> **DO THIS**
Count the lines in the material below that contain the string "woman", and reply with only that number.

Dataset records:
>>>>

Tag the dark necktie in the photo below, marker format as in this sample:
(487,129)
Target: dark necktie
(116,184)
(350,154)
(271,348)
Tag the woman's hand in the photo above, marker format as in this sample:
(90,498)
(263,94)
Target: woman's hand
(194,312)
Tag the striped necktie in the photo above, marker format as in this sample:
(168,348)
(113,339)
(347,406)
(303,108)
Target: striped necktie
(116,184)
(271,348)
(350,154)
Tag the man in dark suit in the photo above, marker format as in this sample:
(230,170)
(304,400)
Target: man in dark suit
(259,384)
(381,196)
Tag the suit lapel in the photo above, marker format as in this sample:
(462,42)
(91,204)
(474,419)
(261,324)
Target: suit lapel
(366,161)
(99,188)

<<<<
>>>>

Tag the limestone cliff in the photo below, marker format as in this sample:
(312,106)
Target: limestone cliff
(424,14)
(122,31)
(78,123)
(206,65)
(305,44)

<<<<

> **PROBLEM SOLUTION**
2